* [TASK OBJECTIVE]
Starting at the line that contains "Target: snare drum" and continuing through the end of the rows, write those lines out again, with their requests included. Scale each point coordinate in the answers by 1.4 and round to whole numbers, rounding halves up; reproduce no other lines.

* [SUPPLIED MATERIAL]
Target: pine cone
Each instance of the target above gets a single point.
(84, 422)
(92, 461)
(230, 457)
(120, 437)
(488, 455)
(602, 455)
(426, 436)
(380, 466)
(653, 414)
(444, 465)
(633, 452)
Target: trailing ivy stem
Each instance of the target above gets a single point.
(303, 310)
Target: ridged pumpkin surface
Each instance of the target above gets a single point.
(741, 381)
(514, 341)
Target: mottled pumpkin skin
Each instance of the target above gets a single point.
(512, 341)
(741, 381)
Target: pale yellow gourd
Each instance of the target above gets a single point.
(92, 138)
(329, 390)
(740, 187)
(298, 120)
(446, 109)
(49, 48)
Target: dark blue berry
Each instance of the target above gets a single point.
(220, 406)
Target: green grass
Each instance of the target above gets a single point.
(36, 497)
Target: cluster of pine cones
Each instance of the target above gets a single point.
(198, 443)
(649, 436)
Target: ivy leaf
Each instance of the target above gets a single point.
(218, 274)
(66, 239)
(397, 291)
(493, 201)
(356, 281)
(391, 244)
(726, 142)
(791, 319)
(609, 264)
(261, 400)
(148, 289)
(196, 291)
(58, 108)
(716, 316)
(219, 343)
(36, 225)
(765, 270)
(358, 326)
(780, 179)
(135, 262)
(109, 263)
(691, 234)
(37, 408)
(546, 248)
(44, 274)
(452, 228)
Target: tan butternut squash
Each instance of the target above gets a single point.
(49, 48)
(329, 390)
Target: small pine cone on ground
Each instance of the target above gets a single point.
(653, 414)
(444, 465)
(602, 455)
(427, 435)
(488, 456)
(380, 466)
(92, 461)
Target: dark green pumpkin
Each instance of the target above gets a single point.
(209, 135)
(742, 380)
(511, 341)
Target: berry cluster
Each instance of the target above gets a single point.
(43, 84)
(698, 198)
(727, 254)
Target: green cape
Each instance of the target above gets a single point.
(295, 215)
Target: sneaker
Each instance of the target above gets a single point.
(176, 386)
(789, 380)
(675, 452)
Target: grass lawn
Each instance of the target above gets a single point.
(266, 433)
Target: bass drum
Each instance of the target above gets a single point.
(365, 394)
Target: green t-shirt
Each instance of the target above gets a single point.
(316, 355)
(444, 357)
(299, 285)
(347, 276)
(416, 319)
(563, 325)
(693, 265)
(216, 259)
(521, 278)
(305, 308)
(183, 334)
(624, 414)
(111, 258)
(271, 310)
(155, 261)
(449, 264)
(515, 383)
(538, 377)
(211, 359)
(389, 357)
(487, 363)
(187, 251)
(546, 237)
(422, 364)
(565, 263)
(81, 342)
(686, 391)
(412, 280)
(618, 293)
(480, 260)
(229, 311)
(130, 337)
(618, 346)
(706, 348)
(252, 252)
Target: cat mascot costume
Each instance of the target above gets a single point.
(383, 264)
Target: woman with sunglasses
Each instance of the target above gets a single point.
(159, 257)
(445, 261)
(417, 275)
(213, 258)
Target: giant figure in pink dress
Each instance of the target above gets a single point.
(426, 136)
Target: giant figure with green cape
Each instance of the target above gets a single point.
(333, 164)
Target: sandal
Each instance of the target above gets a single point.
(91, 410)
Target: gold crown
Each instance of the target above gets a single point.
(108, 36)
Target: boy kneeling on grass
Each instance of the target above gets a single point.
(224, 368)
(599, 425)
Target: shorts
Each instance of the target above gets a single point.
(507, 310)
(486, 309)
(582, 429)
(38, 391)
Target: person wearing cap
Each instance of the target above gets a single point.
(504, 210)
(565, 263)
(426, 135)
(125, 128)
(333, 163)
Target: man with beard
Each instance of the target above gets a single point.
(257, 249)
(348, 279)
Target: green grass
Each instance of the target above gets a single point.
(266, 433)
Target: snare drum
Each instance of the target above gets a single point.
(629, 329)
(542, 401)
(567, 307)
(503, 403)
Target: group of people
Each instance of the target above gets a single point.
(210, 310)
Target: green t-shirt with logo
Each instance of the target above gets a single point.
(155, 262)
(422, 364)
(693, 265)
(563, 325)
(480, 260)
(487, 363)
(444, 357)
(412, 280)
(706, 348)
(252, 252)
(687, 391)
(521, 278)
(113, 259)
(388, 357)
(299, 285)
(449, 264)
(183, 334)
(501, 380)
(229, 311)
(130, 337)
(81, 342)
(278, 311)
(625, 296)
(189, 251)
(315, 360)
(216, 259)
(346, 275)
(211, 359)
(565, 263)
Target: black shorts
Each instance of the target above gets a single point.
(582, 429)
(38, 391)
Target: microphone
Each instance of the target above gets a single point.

* [THE SOLUTION]
Target: snare drum
Each instance of the target above gets a single point.
(881, 461)
(759, 561)
(794, 430)
(704, 564)
Target: group of people
Each instance of the target above gets a single point.
(294, 434)
Target: green t-shirt with logo
Each instance of the target above gets a single point.
(217, 367)
(591, 510)
(970, 371)
(788, 455)
(672, 364)
(682, 508)
(622, 500)
(577, 392)
(988, 487)
(353, 353)
(962, 547)
(729, 389)
(158, 363)
(543, 500)
(419, 399)
(629, 370)
(256, 468)
(701, 532)
(321, 435)
(182, 472)
(113, 479)
(389, 435)
(875, 414)
(265, 351)
(441, 504)
(302, 363)
(484, 385)
(295, 503)
(791, 368)
Target: black shorts
Each instance of the target above gets a single point.
(815, 601)
(53, 547)
Target: microphone
Each instance of the target above gets a single point.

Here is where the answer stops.